* Исходный текст
§ §
При первоначальном подходе к теме патриотизма в труде Фукидида постановка проблемы кажется очевидной: был ли Фукидид патриотом своего родного города либо патриотом всей Эллады, а точнее: каково соотношение патриотизма афинского и патриотизма общегреческого в сочинении историка. Но в том, что Фукидид в течение всей жизни, даже в изгнании, ощущал тесную связь с родным городом, никто из современных исследователей не сомневается. В качестве примера можно привести статью Питера Родса «Фукидид и история Афин» в вышедшем в 2006 г. «Brill’s Companion to Thucydides»4. Статья эта привычно фундаментальная, взвешенная и информативная и никаких существенных (да, пожалуй, и несущественных) возражений не вызывает. В ней выражено общее представление о Фукидиде как о беспристрастном научном историке и умелом повествователе. Подчеркивается, что Фукидид принадлежал к афинской аристократической семье, которая имела интересы во Фракии. Возможно, его дедом был Фукидид, сын Мелесия, а прадедом – Мильтиад, сын Кимона. До 424/3 г., т. е. до исполнения им должности стратега, Фукидид не покидал Афины, имел определенный военный опыт, что, как и его связи во Фракии, способствовало избранию его стратегом. После изгнания из Афин он посещал разные греческие области и имел контакты с представителями Пелопоннесской стороны. Питер Родс заключает: «Перед нами – афинянин-аристократ, с сильными предпосылками (back-ground) для антиперикловых настроений, который, тем не менее, восхищался и самим Периклом, и руководимыми им афинской демократией и афинской империей (но не послеперикловой демократией и необузданными имперскими амбициями); человек, который служил Афинам как стратег, но чья стратегия привела к его высылке: он безусловно был включен в жизнь Афин (he was un doubt edly an engaged Athenian)». Следует отметить, что Питер Родс вполне сознательно уходит от вопроса о полисном патриотизме Фукидида, возможно, считая либо ответ очевидным (трудно обвинить в антипатриотизме изгнанника, который в конце концов вернулся в родной город и, возможно, нашел там свою смерть), либо сам вопрос некорректным.
§ §
Собранные записи с данными
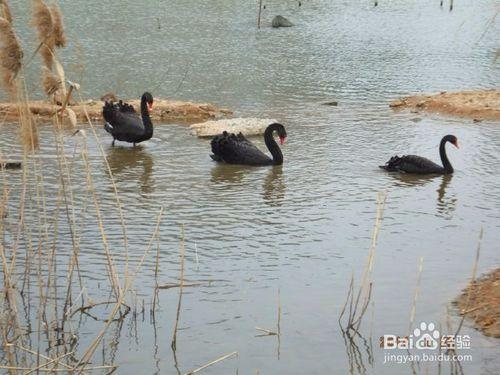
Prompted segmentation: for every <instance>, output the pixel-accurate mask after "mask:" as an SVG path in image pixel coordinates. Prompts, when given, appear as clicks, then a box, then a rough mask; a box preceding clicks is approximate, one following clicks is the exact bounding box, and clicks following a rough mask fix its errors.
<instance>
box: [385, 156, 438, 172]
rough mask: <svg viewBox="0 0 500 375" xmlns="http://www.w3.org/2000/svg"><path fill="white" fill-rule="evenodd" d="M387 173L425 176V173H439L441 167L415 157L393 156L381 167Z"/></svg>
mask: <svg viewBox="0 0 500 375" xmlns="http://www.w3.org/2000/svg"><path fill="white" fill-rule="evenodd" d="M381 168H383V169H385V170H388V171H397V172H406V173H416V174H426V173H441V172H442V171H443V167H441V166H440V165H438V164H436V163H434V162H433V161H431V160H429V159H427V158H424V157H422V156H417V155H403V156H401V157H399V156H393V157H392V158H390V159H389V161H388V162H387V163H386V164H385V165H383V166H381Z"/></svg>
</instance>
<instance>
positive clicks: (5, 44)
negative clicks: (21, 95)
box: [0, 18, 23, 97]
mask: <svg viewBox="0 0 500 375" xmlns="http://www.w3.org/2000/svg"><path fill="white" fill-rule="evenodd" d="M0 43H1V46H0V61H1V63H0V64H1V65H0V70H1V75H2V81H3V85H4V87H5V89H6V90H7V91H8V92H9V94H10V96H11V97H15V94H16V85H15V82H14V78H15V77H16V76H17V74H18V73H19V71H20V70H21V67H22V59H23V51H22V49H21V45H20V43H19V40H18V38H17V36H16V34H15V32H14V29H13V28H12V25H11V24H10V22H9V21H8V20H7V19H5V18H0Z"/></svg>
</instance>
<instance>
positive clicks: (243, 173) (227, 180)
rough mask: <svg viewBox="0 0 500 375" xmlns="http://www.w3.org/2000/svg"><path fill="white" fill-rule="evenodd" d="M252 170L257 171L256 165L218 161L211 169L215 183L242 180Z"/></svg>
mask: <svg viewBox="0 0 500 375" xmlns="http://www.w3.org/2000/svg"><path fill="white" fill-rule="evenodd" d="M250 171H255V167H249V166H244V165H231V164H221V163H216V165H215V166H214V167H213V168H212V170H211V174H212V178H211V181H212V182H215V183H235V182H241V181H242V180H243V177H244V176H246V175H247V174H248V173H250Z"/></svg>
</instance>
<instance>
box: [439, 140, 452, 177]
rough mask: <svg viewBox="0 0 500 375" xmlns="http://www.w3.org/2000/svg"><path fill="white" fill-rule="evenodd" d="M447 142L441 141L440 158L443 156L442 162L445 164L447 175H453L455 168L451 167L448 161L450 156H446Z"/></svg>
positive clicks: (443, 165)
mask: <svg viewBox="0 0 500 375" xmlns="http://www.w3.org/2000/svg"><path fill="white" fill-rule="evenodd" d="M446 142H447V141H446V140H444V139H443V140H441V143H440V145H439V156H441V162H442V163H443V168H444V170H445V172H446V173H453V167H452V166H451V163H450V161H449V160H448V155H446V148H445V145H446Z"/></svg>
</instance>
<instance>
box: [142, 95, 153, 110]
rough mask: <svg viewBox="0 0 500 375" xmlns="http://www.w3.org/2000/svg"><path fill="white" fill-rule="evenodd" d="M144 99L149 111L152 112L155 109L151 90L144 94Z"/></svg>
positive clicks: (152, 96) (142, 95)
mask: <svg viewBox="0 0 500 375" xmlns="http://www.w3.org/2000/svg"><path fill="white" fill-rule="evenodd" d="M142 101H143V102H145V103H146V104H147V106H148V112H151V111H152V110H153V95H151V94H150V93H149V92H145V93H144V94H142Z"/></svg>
§ §
* Цель задания
Напишите продолжение текста о патриотизме в труде Фукидида, начиная сразу после его последнего предложения.

* Поле ответа
Можно привести также мнение отечественного антиковеда Э.Д. Фролова: «Афинянин родом, сохранивший лояльное отношение к своему отечеству и после изгнания, Фукидид тем не менее отдавал себе отчет в агрессивной сущности (polupragmosuvnh) той политики, которую проводила правившая в Афинах демократия. Отрицательное отношение историка к пагубной политике такого рода не требует доказательств»5. Патриотизм Фукидида подтверждает и его возвращение в Афины в последние годы жизни: Павсаний в «Описании Эллады» (I, 23, 9) сообщает, что историк погиб в Афинах насильственной смертью после возвращения; поздние античные биографы высказывали предположение, что после окончания Пелопоннесской войны Фукидид все же вернулся в Афины, где и умер, и был похоронен (Marcell. Vita Thuc. 32–33; Anonym. Vita Thuc. 8–10).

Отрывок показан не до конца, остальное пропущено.